▶ **PASSAGE TO READ**
━━━━━━

December 04, 2003
ALA Campaign Endorsements
As a Councilor, I have an obligation to be up front about my own position on the issue I'm about to discuss. In a nutshell, this stinks.
The ALA Council list has had a flurry of posting activity related to the question of internal candidate endorsements, starting with a resolution posted by a current candidate for ALA president that if approved at Midwinter would allow divisions and roundtables to endorse candidates, and would further allow divisions and candidates to spend their funds to promote their picks.
It's good for ALA to clarify its position with respect to candidate endorsements (and versions of the resolution have been subsequently adopted by ALA members without such blatant conflicts). This came up, in fact, because a roundtable wanted to spend its funds to promote a candidate.
This is painted as a "free speech" issue by some, but I see the original proposal (passionately supported by a determined cadre) as a major disenfranchisement of ALA members.
ALA is already highly politicized, and has a lot of power and decision-making concentrated at the division and office level, and operates on a relatively modest budget for such a large association (as we are repeatedly advised when we ask for new electronic services).
We are constantly told that our membership dollars go to support key legal issues, literacy activities, and improvements to member services. Do you want your ALA dues diverted to annual campaigns? Is that what you paid for?
We are also told that every member counts. Not in this model of misrepresentation, where a handful of people at the divisional level would be able to provide massive leverage to the "company candidate." Candidates, in turn, would be forced to spend far too much time courting endorsements from key divisions in order to get elected.

━━━━━━

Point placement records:
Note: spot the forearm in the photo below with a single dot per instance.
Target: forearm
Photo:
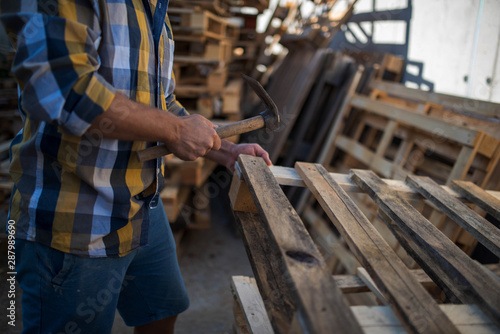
(188, 137)
(128, 120)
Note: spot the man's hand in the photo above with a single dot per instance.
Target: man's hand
(188, 137)
(195, 138)
(229, 152)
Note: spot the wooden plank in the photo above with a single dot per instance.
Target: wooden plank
(321, 307)
(292, 97)
(407, 116)
(326, 154)
(267, 266)
(397, 284)
(453, 102)
(365, 155)
(462, 163)
(469, 319)
(442, 260)
(246, 292)
(287, 176)
(481, 229)
(478, 196)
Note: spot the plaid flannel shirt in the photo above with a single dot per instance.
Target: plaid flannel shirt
(76, 191)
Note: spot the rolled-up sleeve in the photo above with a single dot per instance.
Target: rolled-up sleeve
(173, 105)
(57, 63)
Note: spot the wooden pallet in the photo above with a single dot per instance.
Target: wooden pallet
(299, 293)
(195, 23)
(397, 132)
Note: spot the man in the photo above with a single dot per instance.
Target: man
(95, 79)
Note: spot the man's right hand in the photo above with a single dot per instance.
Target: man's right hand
(188, 137)
(195, 137)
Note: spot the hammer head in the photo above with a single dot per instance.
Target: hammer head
(270, 115)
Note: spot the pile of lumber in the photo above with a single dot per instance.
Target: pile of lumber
(215, 42)
(294, 290)
(397, 132)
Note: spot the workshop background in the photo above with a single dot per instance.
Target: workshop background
(398, 87)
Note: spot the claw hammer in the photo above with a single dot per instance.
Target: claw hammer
(268, 119)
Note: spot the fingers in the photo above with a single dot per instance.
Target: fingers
(197, 138)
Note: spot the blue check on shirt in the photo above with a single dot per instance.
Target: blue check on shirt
(76, 191)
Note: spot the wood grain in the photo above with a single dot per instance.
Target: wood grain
(478, 196)
(397, 284)
(481, 229)
(321, 307)
(443, 261)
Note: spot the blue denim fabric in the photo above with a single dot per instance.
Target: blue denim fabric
(64, 293)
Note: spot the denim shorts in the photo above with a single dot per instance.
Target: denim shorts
(64, 293)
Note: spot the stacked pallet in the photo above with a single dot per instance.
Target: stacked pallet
(397, 131)
(206, 35)
(294, 290)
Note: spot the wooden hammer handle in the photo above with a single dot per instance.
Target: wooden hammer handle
(225, 131)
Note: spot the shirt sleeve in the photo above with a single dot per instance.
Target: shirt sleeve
(57, 62)
(173, 105)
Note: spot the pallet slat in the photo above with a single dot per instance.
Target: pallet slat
(478, 196)
(321, 306)
(395, 281)
(481, 229)
(443, 261)
(246, 292)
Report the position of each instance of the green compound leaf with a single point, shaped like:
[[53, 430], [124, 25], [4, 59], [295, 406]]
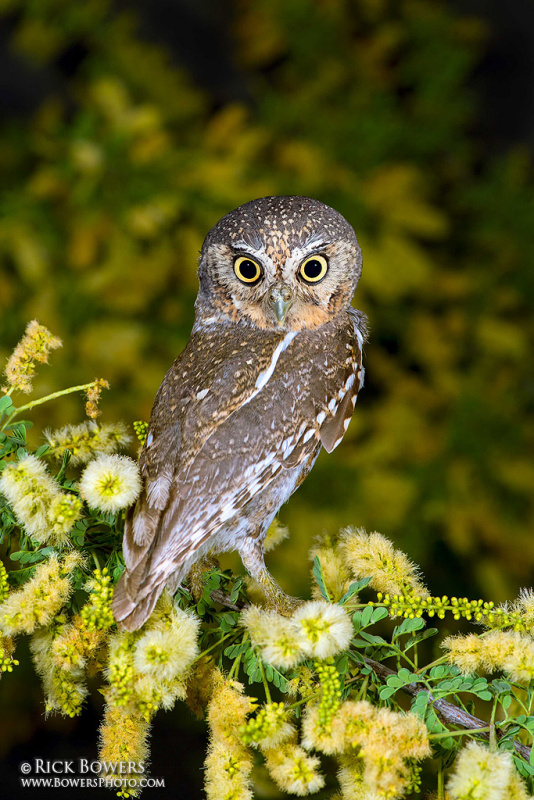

━━━━━━

In the post on ALA campaign endorsements, rewrite the stretch that opens with the words "We are constantly" and closes with "you paid for?", changing "annual campaigns" to "election campaigns".

We are constantly told that our membership dollars go to support key legal issues, literacy activities, and improvements to member services. Do you want your ALA dues diverted to election campaigns? Is that what you paid for?